━━ Supplied data ━━
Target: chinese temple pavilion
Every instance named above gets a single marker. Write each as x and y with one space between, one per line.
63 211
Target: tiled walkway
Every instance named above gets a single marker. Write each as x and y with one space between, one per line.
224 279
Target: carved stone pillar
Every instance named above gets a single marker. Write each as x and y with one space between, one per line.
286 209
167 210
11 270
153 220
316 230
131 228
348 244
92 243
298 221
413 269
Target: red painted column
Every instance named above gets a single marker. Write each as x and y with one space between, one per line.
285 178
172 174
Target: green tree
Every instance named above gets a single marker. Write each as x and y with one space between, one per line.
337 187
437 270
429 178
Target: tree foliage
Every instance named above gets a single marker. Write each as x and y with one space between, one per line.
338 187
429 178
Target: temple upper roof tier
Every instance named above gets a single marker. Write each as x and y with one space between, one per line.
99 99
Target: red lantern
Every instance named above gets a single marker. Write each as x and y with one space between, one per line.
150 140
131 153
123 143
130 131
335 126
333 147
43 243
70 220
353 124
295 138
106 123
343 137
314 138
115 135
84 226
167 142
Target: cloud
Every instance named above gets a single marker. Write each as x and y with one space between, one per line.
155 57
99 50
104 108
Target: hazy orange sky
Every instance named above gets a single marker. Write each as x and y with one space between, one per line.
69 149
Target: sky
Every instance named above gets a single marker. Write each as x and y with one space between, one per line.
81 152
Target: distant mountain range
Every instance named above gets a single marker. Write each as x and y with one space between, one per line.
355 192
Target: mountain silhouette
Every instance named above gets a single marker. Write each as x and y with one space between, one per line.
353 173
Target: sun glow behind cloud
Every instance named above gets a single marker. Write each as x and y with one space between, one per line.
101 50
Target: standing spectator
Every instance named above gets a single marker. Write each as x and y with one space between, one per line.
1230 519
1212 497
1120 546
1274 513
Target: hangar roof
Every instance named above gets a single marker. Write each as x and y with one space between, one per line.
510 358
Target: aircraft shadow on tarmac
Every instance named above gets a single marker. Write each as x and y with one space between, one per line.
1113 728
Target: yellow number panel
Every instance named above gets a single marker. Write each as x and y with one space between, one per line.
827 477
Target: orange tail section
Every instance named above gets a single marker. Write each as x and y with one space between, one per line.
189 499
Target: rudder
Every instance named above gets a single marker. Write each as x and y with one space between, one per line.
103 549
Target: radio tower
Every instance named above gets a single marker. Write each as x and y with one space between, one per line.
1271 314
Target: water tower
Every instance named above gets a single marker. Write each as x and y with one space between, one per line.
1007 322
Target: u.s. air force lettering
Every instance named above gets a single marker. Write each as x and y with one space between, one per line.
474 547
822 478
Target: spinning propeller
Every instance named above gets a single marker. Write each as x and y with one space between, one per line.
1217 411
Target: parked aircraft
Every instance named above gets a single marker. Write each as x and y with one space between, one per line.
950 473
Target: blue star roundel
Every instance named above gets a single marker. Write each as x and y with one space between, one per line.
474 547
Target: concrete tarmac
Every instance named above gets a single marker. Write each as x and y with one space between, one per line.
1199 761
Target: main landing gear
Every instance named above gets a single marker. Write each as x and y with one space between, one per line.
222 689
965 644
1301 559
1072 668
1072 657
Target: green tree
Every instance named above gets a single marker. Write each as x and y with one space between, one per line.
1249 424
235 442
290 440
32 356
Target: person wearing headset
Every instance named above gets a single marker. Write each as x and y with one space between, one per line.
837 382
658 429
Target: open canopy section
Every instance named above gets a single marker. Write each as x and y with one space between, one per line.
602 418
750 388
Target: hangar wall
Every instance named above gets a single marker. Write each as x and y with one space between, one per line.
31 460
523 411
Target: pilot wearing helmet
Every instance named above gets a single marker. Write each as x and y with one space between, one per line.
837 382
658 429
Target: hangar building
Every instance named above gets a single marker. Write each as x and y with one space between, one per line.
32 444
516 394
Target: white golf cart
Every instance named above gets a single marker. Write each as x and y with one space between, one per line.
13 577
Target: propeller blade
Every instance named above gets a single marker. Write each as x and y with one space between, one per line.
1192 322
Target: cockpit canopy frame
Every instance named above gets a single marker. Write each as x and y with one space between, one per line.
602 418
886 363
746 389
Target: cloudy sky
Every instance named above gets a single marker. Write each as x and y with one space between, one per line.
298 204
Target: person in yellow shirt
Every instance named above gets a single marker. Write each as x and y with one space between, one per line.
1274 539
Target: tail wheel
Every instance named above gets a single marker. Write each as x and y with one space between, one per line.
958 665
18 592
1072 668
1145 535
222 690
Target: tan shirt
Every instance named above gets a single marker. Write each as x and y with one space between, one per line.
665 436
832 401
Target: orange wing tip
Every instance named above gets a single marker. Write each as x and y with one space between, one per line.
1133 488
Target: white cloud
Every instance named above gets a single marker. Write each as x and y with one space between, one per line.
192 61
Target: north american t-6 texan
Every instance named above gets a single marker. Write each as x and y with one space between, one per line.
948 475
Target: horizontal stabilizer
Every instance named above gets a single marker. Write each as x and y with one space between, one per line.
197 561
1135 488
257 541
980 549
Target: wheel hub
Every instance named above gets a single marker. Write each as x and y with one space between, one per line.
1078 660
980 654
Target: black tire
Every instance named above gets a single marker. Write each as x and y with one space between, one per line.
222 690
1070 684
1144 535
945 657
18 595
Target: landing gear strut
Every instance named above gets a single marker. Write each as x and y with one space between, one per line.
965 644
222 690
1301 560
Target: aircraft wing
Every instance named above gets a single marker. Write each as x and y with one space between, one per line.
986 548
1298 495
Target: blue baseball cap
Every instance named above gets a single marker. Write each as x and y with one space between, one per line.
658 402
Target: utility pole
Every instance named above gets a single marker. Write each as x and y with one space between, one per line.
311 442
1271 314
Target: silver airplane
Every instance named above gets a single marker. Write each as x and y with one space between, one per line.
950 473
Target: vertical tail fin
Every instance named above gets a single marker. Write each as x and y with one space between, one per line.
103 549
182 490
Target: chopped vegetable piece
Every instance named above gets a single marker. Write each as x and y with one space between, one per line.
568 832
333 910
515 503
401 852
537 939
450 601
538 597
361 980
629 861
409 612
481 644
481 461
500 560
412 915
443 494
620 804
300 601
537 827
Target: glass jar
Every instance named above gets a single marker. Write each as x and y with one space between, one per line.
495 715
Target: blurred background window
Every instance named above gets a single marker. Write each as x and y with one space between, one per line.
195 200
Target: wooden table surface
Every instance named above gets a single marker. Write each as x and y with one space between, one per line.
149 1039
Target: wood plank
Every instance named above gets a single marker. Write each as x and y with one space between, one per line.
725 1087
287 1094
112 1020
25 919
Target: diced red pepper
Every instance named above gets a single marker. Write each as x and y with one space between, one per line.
━━━
• Written problem
Extract all of the data above without altering anything.

• Exercise response
Target: chinese temple pavilion
Every instance named above gets a single marker. Write each as x and y with one space between, one per line.
63 211
Target: tiled walkway
Every instance named above gets a single marker. Write each as x and y with one space between, one per line.
224 279
Target: carved stone pillar
Every instance named above gets a single marker. Write each as x and y with one space between, one per line.
286 209
167 210
11 270
153 220
316 230
131 228
348 244
92 243
298 221
413 269
Target: red painted column
Every instance named above gets a single marker. Write each as x and y with one space between, one per line.
285 178
172 174
Target: green tree
Every instance named above gets a single marker. Write each as x and y with one space between, one per line.
337 187
437 270
429 178
Target: tree foliage
Every instance named above gets a single marker. Write each as x and y with one space between, one per line.
338 187
429 178
Target: temple upper roof tier
Every instance named above gets a single marker. Write each as x and y with one space between, one per line.
99 99
Target: red lantern
Every instance named above gets a single marker. Write each as x and y with one space between, one per line.
150 140
131 153
123 143
130 131
335 126
333 147
43 243
70 220
353 124
295 138
106 123
343 137
314 138
115 135
84 226
167 142
Target: cloud
Every instance named above gets a single marker. Write each as x and y with one space between, one per line.
155 57
99 50
104 108
Target: hazy orange sky
Every instance named above gets a single marker. Write each as x and y with one space between, one per line.
69 149
Target: sky
Every instance named above gets a single marker. Write each as x and y with one space between, one per line.
81 152
Target: distant mountain range
Every instance named above gets a single marker. Write each as x and y with one space between, one per line.
355 192
Target: mountain silhouette
Every instance named above gets a single marker. Write each as x and y with one space between, one per line.
353 173
Target: sun glow behind cloud
Every instance named above gets a single marker. Write each as x and y with one space between, one per line.
101 50
Target: standing spectator
Every instance named above gets a single marker. Write each as x and y with one space between, one per line.
1230 519
1212 497
1120 546
1274 513
Target: hangar roof
Every instance named above gets a single marker. Write each as x and y with one space between, one per line.
510 358
Target: aircraft shadow on tarmac
Every instance named above gets a single marker. Write each as x and y with one space between, one per line.
1113 728
Target: yellow number panel
Every instance named above gets a single marker. Write each as x and y with one space between, one per line.
827 477
Target: orange tail section
Every instance named above gets a single marker. Write each as x and y with one space between, one per line.
189 499
Target: rudder
Every instance named above gets a single marker. Write each as x and y with one space between, one per line.
103 549
Target: radio tower
Every instance named above gets a single marker. Write each as x and y with one space between, one per line.
1271 314
Target: water tower
Every instance named above gets a single marker. Write each as x and y with one space between, one per line.
1007 322
Target: u.s. air force lettering
Every instance named above gets a single marker. Write each as x and y with one space between, one per line.
474 547
822 478
Target: spinning propeller
Every instance named above gets a single marker. Write each as x and y with one space between, one per line.
1217 411
Target: parked aircraft
Every instance named above gets a single marker. Write each as x and y with one space between, one per line.
950 473
Target: blue star roundel
Every instance named above gets a single marker. Write each as x and y with one space between, one per line.
474 547
Target: concrete tarmac
Every instance named above gets a single marker. Write each as x and y with one space between, one per line.
1199 761
Target: main landing gear
Every instance named above gets a single marker. Write each as x and y with one space between, one per line.
222 689
965 644
1301 559
1072 668
1072 657
Target: green tree
Every instance named above gets a single marker. Write each as x and y with one space between, one per line.
1249 424
235 442
290 440
32 356
Target: person wearing headset
Every instance named above gets a single marker. Write each as x and y with one space between, one per line.
837 382
658 429
Target: open canopy section
Every instance named above gets a single marker. Write each as x and y with one space between, one per line.
602 418
750 388
Target: hangar wall
Every instance named above gets a single marker. Write each as x and y with one space between, one per line.
31 460
523 411
Target: pilot wearing helmet
Every instance named above gets a single marker. Write each as x and y with one space between, one per line.
837 382
658 429
Target: hangar building
Every instance named above gets a single marker. Write each as x and y with one space between, one per line.
32 444
516 394
Target: white golf cart
Every instance named above gets a single marker. Write each as x and y with one space between, one per line.
13 577
Target: propeller blade
Every instance named above gets a single marker. Write each as x and y with one space between, one per line.
1192 322
Target: cockpit canopy frame
Every instance named above gets a single marker. Write each as x and y with one space between, one per line.
602 418
886 363
746 389
Target: cloudy sky
Every instance named above gets a single marker. Write each as x and y with one space between, one per line.
298 204
Target: person in yellow shirt
Every instance named above gets a single marker. Write each as x and y with one space between, one per line.
1274 539
Target: tail wheel
Every instance named above gets a single marker. Write each as x and y with one space between, one per line.
958 665
18 592
1072 668
1145 535
222 690
Target: tan shirt
Every instance named above gets a single marker. Write each as x and y with one space between, one per line.
665 436
832 401
Target: orange wing tip
Every instance named above gets a single marker. Write each as x and y with one space between, one per line.
1133 488
Target: white cloud
Every instance named above gets a single marker. Write each as x and y with one space between, one per line.
192 61
Target: north american t-6 texan
Every instance named above gets a single marker. Write each as x and y with one space between, one per line.
948 475
Target: horizontal stabilizer
Every instance named above gets a single marker. Write each as x and y with one space between, one per line.
197 561
1135 488
257 541
980 549
Target: wheel hub
Every instance named above gets a single marker. Write each as x and y with one space between, one per line.
1078 660
980 654
Target: black tire
Every instance named above gets a single marker. Write each as x and y with one space between, one per line.
222 690
1070 684
1144 535
945 657
18 595
Target: landing gear strut
Every instance named above gets a single marker. Write each as x and y with one space between, one per line.
965 644
222 690
1301 560
Target: aircraft wing
Every instance named above gets a single marker. Write each as x and y with one space between, one per line.
986 548
1298 495
Target: blue baseball cap
Every instance named above gets a single marker. Write each as x and y with one space between, one per line.
658 402
Target: utility pole
Every instance named above gets a single marker. Write each as x and y with one space between, one per line.
311 442
1271 314
Target: silver airplane
Every instance named above gets a single marker. Write each as x and y with one space between, one per line.
950 473
Target: vertical tail fin
Every instance named above gets a single marker. Write each as x and y with one space between, one per line.
103 549
182 490
Target: chopped vegetable piece
Every instance named above gets a single marker. Write each as x and y with one space between, one per line.
568 832
333 910
515 503
401 852
537 939
450 601
538 597
361 980
629 861
409 612
481 644
481 461
500 560
412 915
443 494
620 804
300 601
537 827
Target: glass jar
Every instance named above gets a single marker. Write each as x and y with one space between, one per line.
495 715
Target: blurred background window
Every instance named above gets a single marker. Write each as x and y with one space between, one per line.
195 200
Target: wooden table surface
Every instance named above gets a single marker. Write each as x and y with one space between, one per line.
149 1039
Target: wood plank
Every instance named above gets a single marker. Write each as x and y with one space between, one per line.
725 1087
287 1094
112 1020
25 919
Target: diced red pepper
Every instance named above gets a single marker. Write each as x and y with one space between, one per line.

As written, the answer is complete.